▶ YOUR TASK
Please return everything in the material from the line containing "query: mountain slope" down to the line containing "[679,211,804,254]", including both of those lines, reproduced without any change.

▶ DATA SHOWN
━━━━━━
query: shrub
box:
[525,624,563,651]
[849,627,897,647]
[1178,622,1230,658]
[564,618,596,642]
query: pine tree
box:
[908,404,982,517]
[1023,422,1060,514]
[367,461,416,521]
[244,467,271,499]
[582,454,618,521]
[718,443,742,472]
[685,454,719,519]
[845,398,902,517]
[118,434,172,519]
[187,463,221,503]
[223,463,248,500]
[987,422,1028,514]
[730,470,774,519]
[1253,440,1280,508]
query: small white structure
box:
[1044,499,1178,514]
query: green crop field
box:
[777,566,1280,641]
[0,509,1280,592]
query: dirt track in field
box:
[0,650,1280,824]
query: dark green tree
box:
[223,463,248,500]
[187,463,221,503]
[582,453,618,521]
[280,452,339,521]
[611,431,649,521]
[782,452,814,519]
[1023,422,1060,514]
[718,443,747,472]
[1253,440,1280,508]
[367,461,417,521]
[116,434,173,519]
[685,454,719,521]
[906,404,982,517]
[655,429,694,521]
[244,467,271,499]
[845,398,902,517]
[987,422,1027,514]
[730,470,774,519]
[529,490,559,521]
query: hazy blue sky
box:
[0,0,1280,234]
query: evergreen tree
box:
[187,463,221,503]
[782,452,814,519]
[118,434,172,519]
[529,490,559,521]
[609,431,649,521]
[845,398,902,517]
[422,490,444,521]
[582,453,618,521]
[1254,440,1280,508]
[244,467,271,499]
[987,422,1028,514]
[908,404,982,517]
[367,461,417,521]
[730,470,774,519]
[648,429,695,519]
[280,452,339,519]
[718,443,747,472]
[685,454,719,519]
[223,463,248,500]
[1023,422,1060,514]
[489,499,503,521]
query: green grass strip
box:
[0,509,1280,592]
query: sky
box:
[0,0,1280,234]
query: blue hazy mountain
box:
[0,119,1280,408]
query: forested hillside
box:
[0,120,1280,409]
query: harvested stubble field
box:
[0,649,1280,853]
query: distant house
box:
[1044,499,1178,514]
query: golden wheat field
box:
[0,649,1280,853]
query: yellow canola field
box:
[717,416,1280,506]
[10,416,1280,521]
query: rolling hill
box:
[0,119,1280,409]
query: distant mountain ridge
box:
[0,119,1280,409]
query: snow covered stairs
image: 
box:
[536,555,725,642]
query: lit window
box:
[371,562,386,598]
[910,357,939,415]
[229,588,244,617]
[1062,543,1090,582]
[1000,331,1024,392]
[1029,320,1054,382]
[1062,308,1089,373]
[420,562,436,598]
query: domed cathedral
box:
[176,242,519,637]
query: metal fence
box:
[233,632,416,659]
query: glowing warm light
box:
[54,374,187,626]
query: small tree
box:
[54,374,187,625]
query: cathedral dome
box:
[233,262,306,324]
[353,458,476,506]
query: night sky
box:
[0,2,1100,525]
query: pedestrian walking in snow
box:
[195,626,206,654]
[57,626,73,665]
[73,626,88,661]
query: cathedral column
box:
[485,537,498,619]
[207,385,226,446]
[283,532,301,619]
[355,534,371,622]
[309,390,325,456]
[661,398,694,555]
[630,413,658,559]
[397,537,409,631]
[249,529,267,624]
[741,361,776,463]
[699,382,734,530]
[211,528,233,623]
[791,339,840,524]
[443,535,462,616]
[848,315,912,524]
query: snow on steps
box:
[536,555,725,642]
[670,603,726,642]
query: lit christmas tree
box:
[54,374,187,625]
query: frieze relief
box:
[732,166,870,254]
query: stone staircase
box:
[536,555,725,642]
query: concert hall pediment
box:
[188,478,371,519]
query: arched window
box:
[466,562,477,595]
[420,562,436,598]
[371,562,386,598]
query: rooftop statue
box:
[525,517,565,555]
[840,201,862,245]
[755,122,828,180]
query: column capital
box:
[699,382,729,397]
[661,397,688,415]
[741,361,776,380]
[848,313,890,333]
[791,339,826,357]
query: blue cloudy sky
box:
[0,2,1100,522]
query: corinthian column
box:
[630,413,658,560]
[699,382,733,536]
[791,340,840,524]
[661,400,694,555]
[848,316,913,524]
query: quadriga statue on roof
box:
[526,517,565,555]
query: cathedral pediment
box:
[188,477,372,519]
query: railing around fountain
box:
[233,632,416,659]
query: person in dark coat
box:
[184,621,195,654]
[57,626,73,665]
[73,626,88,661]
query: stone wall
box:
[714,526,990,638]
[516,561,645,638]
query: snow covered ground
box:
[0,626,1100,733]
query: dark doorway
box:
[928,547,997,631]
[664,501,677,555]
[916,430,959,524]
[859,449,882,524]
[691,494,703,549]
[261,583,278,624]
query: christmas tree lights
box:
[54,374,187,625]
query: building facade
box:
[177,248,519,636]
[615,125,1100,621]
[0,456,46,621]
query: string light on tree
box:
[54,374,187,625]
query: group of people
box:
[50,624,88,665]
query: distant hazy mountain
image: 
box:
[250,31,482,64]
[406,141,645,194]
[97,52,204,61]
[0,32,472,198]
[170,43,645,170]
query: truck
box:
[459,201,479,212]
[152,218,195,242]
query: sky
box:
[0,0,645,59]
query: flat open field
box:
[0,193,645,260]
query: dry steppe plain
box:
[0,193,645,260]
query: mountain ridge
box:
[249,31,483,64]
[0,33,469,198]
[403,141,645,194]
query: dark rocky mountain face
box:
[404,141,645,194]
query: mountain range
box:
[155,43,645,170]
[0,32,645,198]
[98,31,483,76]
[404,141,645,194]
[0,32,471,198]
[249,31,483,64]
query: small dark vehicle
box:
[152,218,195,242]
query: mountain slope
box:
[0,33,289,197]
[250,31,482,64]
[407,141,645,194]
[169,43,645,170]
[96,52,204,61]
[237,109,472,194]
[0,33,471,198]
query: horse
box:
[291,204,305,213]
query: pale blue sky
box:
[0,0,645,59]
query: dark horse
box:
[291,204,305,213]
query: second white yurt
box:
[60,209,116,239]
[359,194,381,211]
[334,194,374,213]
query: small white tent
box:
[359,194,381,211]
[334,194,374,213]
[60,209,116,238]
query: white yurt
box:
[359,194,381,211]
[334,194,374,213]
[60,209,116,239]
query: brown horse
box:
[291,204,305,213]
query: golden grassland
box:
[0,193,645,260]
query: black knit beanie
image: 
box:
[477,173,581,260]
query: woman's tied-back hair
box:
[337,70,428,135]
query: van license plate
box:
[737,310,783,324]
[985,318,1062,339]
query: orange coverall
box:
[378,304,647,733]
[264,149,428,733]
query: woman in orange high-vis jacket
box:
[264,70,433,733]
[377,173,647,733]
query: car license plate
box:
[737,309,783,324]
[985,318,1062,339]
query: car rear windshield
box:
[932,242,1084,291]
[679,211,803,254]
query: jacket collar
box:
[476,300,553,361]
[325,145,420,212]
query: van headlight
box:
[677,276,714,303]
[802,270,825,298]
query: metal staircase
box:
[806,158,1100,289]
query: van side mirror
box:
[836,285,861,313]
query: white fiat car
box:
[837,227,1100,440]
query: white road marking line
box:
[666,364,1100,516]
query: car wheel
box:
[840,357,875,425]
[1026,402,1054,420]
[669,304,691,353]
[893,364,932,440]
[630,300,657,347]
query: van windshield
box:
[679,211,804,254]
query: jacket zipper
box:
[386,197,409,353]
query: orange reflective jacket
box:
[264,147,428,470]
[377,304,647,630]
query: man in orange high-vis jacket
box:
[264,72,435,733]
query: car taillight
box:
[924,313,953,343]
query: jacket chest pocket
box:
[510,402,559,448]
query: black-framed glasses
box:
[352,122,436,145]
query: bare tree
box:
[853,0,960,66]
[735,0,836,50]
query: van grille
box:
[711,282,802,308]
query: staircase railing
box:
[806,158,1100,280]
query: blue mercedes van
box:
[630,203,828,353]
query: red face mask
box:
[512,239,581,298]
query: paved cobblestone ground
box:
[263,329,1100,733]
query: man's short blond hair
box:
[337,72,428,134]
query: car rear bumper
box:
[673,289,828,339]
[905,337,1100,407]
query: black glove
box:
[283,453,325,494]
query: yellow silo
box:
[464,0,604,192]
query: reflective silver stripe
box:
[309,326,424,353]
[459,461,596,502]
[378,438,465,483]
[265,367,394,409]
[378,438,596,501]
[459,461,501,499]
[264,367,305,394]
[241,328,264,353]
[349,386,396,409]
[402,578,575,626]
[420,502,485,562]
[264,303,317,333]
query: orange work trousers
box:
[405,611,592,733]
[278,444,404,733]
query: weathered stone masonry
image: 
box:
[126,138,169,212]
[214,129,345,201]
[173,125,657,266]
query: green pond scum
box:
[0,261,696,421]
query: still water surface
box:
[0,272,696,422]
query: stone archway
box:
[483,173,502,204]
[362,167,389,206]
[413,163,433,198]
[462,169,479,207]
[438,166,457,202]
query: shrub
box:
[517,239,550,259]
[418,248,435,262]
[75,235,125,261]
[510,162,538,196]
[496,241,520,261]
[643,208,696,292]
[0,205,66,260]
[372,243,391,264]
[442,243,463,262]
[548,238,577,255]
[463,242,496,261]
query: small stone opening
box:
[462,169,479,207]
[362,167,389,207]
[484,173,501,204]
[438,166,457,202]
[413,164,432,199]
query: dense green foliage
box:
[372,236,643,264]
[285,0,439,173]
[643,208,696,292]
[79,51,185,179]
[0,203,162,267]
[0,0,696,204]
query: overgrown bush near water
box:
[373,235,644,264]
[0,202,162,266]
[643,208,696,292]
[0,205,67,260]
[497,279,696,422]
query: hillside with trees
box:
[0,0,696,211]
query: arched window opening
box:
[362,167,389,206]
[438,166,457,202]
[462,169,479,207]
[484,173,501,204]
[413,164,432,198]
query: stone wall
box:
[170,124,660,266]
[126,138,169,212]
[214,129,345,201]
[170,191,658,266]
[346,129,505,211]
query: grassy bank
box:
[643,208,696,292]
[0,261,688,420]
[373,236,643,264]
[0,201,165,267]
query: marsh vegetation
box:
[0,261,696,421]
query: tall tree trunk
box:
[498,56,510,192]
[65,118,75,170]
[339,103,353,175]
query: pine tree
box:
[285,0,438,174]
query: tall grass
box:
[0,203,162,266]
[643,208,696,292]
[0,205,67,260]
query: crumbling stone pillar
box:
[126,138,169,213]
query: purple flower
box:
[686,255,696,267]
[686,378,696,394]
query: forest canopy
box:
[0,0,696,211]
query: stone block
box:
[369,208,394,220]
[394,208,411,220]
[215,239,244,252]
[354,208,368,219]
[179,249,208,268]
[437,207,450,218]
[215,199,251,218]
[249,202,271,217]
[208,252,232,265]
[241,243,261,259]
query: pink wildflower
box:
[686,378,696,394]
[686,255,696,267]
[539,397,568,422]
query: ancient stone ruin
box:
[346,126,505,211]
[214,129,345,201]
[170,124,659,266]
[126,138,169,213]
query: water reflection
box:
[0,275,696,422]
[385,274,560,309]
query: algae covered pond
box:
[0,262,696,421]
━━━━━━
▶ CORRECT OUTPUT
query: mountain slope
box:
[0,33,289,197]
[250,31,482,64]
[407,141,645,194]
[169,43,645,170]
[96,52,204,61]
[237,109,472,194]
[0,33,471,198]
query: horse
box:
[291,204,305,213]
query: pale blue sky
box:
[0,0,645,59]
query: dark horse
box:
[291,204,305,213]
query: second white yurt
box:
[60,209,116,239]
[359,194,381,211]
[334,194,374,213]
query: small white tent
box:
[359,194,381,211]
[334,194,374,213]
[60,209,116,238]
query: white yurt
box:
[359,194,381,211]
[334,194,374,213]
[60,209,116,239]
query: brown horse
box:
[291,204,305,213]
query: golden grassland
box:
[0,193,645,260]
query: black knit beanie
image: 
box:
[477,173,581,260]
query: woman's tied-back hair
box:
[337,70,428,135]
query: van license plate
box:
[737,310,783,324]
[985,318,1062,339]
query: orange coverall
box:
[378,304,647,733]
[264,149,428,733]
query: woman in orange high-vis jacket
box:
[264,70,433,733]
[377,173,647,733]
query: car license plate
box:
[737,309,783,324]
[985,318,1062,339]
query: car rear windshield
box:
[932,242,1084,291]
[679,211,803,254]
query: jacket collar
box:
[476,300,553,361]
[325,145,420,212]
query: van headlight
box:
[677,276,714,303]
[802,270,825,298]
query: metal staircase
box:
[806,158,1100,289]
query: van side mirror
box:
[836,285,861,313]
query: white fiat car
box:
[837,227,1100,440]
query: white road marking line
box:
[666,364,1100,516]
query: car wheel
box:
[840,357,875,425]
[1026,402,1054,420]
[669,304,691,353]
[893,364,932,440]
[630,300,657,347]
query: van windshield
box:
[679,211,804,254]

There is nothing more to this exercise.